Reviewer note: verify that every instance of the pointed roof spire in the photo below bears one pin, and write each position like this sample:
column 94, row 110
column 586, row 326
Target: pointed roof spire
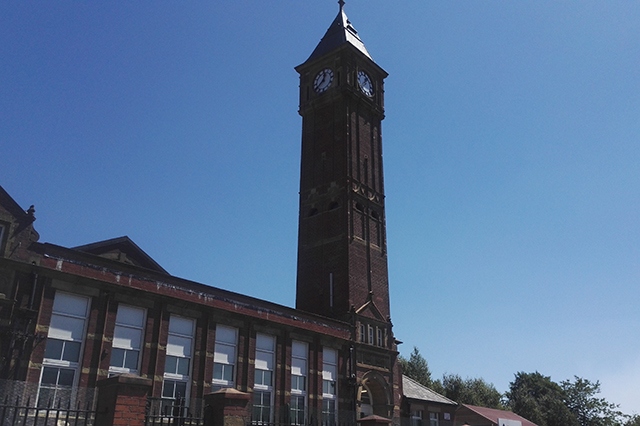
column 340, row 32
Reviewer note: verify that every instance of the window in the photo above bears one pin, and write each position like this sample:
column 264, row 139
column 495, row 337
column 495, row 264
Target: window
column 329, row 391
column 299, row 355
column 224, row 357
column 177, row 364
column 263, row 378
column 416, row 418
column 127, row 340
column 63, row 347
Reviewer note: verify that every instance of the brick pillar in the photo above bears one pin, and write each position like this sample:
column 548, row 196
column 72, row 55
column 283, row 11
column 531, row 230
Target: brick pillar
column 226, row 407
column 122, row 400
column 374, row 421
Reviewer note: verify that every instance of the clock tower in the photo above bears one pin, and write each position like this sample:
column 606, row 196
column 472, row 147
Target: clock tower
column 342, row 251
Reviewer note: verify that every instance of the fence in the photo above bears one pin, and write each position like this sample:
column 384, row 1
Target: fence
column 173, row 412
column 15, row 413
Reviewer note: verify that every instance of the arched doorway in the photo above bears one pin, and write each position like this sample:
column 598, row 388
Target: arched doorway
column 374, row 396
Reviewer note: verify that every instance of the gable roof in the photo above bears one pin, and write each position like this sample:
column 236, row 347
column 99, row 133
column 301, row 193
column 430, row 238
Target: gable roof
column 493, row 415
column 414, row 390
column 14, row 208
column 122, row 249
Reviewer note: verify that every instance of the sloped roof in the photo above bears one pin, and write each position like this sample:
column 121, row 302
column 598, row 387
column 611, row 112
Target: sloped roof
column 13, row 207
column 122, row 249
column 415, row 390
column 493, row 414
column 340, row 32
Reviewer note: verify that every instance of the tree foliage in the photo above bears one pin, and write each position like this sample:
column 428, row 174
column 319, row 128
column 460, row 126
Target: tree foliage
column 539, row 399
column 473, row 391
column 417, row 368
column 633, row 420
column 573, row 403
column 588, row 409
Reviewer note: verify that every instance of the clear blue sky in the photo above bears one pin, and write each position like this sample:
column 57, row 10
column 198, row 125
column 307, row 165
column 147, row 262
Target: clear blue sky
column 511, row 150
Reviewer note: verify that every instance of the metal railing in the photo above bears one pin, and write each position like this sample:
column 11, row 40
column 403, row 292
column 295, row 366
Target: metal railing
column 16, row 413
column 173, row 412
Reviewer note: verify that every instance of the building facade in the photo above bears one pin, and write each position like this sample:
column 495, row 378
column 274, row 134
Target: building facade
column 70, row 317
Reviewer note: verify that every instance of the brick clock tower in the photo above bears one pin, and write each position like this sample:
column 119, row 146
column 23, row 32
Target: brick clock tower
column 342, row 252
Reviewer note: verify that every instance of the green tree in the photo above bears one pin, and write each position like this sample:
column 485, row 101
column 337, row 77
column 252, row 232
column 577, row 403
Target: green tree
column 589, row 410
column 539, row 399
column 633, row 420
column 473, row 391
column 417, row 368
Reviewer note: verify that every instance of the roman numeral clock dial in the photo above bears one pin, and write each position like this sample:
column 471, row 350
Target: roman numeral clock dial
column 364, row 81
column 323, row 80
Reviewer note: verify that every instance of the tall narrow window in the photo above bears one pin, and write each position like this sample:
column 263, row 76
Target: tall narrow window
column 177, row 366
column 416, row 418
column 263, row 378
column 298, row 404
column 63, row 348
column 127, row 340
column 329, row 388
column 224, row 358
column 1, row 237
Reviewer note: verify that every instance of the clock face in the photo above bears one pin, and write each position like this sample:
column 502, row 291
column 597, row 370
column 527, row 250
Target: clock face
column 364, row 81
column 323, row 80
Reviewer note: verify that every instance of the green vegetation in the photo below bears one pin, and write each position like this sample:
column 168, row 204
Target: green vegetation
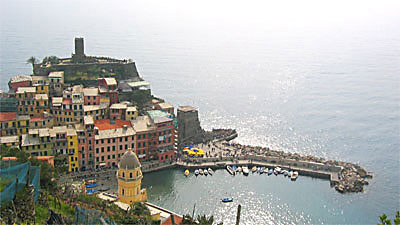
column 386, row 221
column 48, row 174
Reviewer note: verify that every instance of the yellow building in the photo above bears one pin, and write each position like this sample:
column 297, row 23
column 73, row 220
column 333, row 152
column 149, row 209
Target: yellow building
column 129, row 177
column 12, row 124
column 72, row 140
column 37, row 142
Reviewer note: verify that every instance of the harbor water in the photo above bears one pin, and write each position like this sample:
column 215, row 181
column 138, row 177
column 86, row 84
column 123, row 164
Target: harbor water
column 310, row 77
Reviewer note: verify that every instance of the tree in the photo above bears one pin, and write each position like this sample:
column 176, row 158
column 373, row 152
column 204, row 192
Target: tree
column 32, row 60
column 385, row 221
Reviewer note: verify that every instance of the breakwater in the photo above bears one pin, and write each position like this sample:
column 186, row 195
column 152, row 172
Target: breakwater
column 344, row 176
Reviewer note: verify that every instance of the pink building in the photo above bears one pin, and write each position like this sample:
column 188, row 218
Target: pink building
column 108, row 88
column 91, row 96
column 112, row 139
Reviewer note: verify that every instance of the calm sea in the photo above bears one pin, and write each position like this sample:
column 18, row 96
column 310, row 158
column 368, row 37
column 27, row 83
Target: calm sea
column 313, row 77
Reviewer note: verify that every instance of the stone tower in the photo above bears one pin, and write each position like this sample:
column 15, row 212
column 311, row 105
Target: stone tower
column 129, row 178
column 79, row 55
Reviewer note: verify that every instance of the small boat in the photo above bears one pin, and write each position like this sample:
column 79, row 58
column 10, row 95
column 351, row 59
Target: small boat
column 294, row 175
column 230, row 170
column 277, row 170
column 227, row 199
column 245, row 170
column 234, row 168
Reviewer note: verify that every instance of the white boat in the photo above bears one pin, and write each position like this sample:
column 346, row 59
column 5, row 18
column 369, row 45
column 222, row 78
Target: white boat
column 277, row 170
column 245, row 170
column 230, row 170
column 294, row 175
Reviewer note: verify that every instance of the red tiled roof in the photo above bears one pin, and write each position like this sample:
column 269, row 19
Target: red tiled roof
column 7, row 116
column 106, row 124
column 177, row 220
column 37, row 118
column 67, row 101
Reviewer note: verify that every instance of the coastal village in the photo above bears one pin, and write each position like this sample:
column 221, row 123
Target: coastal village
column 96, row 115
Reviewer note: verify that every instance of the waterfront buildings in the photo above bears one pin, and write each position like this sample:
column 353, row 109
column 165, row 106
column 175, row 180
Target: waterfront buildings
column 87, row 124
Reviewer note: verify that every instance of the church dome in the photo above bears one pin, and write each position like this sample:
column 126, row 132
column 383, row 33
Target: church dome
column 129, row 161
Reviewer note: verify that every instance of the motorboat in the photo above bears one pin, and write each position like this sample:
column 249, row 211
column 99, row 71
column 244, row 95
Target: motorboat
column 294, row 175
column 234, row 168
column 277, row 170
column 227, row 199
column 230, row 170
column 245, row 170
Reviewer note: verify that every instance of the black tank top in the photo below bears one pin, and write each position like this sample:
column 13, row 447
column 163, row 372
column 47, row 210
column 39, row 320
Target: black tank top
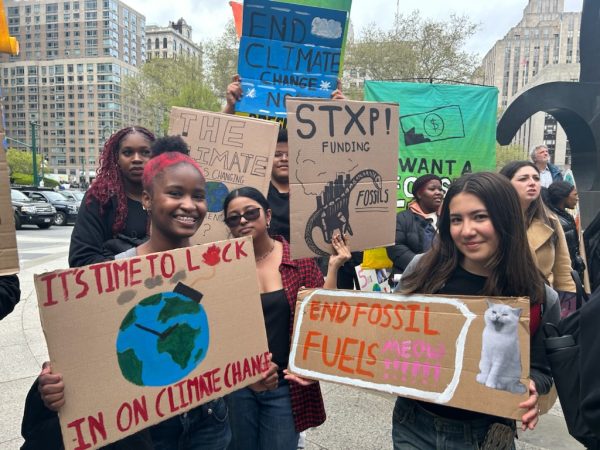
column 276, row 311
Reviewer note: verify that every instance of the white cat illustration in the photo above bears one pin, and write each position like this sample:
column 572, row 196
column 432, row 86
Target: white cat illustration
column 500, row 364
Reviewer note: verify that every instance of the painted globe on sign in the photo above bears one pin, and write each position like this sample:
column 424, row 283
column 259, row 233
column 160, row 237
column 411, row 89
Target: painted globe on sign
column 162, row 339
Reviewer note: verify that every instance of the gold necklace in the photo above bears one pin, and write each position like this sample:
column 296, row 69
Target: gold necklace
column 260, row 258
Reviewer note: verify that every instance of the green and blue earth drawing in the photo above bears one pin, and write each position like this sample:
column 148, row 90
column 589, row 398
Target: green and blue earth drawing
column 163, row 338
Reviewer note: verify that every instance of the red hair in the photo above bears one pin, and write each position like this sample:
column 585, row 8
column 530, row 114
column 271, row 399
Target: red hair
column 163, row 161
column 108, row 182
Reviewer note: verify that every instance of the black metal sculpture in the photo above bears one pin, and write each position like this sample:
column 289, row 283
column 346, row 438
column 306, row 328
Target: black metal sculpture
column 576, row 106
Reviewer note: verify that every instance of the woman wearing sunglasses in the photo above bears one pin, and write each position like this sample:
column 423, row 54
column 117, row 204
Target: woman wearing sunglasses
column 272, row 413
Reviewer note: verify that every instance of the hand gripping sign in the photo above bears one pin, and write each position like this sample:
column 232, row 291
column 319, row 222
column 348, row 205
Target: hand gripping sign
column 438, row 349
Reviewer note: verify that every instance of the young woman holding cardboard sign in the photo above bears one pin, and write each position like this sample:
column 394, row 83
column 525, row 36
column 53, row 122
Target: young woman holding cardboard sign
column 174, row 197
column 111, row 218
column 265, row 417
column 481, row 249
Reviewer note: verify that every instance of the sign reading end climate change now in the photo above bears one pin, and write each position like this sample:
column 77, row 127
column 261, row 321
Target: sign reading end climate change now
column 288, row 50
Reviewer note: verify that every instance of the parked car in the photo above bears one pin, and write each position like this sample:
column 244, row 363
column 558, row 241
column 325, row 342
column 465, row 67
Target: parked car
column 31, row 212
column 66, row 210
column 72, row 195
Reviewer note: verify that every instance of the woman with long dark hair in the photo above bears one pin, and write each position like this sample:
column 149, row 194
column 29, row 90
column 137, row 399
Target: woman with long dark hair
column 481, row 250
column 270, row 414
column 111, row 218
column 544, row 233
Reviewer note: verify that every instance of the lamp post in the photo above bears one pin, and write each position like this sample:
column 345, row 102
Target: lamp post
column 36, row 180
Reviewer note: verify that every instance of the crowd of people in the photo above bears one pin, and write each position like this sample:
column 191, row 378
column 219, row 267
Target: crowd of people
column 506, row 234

------------------------------------------------

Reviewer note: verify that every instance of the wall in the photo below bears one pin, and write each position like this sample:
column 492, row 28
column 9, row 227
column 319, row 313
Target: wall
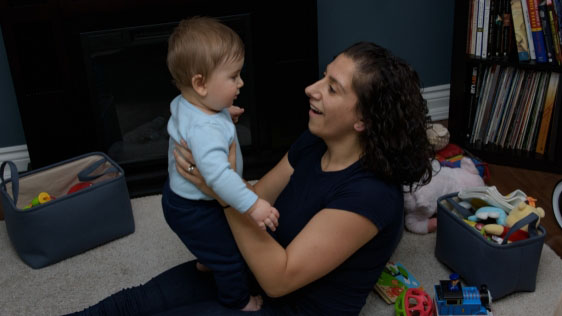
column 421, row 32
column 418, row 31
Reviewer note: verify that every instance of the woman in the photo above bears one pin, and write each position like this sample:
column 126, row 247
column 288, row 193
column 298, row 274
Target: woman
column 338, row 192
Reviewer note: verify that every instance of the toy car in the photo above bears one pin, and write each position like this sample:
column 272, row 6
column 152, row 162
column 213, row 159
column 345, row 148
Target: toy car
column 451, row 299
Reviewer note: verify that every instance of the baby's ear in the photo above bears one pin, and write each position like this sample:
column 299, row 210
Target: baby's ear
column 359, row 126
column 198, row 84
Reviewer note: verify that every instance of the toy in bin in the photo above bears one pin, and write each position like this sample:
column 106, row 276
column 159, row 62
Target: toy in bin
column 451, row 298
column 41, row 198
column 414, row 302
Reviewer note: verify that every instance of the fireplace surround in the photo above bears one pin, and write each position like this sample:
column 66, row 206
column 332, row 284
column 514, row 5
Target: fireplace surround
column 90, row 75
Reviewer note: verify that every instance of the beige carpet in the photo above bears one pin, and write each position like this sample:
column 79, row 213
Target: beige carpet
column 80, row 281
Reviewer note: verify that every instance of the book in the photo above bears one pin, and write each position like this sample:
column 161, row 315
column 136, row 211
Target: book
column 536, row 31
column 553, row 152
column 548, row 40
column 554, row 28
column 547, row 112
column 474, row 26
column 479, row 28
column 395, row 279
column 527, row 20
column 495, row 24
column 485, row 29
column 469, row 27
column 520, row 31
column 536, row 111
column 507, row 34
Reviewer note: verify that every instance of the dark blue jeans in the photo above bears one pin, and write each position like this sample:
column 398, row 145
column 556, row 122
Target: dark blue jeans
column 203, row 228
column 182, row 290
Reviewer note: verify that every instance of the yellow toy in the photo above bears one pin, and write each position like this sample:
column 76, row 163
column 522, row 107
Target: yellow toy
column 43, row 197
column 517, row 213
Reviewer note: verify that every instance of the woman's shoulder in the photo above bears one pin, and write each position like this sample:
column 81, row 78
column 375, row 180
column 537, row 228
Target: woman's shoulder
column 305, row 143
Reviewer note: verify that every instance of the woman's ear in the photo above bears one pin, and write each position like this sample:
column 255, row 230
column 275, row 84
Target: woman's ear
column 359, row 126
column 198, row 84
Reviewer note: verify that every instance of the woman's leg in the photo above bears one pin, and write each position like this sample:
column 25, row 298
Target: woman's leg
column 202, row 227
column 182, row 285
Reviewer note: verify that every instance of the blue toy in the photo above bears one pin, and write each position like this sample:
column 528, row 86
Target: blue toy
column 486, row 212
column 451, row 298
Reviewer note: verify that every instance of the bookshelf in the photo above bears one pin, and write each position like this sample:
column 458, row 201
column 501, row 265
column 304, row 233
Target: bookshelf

------------------------------------------------

Nothing but the lines holding the word "bookshelf" should be returned from the listing above.

Reviewer note: verify that every instance of the bookshelf in the photo above bears one pin, and write each position like this sample:
Target: bookshelf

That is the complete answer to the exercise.